O Centro de Ecologia, Evolução e Alterações Ambientais – cE3c, da Faculdade de Ciências da Universidade de Lisboa (FCUL), numa nota enviada à imprenssa, informa que já foi publicado um novo estudo científico, onde “alertam para falta de regulamentação na utilização de abelhões polinizadores nas estufas”
De acordo com a nota, este estudo “recomenda aos agricultores em Portugal um maior cuidado na eliminação das caixas de colmeias comerciais utilizadas para polinização em estufas agrícolas”. Esta recomendação surge após terem sido detetados na natureza abelhões que escaparam de colmeias comerciais – correspondentes a uma subespécie exótica em Portugal – e híbridos resultantes do cruzamento com a subespécie nativa do nosso país, o que “representa um risco para a conservação das espécies polinizadoras e para os ecossistemas”.
A introdução de uma espécie exótica num ecossistema pode ter um impacto profundo: não só esta espécie poderá tornar-se invasora e competir por recursos com as espécies nativas, como pode transmitir novas doenças e até cruzar-se com outras espécies próximas. As consequências de eventuais fenómenos de hibridação são imprevisíveis, podendo num extremo criar híbridos altamente adaptados que se tornam invasores, e noutro extremo criar híbridos menos adaptados, levando a um declínio populacional.

* **TRABALHO PEDIDO**
Segundo o texto sobre os abelhões polinizadores, por que razão o estudo recomenda aos agricultores em Portugal maior cuidado na eliminação das caixas de colmeias comerciais? Responda em uma a três frases. Baseie-se exclusivamente no texto acima.

* **DADOS FORNECIDOS**
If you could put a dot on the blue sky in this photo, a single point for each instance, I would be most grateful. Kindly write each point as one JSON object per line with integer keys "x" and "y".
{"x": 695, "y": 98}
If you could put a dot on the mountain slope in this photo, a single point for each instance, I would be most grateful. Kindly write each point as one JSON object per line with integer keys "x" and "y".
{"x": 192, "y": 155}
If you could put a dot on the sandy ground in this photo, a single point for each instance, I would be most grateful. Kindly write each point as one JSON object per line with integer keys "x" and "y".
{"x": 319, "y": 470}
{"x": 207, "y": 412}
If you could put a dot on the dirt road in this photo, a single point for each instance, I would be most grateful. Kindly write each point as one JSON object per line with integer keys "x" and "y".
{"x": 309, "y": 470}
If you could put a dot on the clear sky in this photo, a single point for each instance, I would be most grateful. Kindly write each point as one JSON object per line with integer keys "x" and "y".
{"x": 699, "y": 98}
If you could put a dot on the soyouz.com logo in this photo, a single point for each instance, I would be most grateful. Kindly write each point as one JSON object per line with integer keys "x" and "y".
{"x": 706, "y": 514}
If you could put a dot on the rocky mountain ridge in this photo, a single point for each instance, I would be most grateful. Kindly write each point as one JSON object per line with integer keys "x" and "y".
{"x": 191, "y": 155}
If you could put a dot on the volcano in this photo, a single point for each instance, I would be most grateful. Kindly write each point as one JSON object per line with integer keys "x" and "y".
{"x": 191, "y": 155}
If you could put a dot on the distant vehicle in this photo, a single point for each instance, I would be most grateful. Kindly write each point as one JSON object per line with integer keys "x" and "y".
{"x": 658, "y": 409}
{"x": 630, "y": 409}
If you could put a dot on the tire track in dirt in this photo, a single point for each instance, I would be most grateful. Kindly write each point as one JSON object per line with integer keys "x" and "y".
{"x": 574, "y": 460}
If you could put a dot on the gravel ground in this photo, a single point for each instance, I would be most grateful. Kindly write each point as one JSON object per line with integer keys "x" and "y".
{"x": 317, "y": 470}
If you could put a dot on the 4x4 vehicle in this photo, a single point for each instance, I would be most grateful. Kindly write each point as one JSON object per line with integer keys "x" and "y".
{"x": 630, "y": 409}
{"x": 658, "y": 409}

* **ÁREA DE RESPOSTA**
Foram detetados na natureza abelhões que escaparam de colmeias comerciais, pertencentes a uma subespécie exótica em Portugal, bem como híbridos resultantes do cruzamento com a subespécie nativa. Segundo a nota, esta situação representa um risco para a conservação das espécies polinizadoras e para os ecossistemas.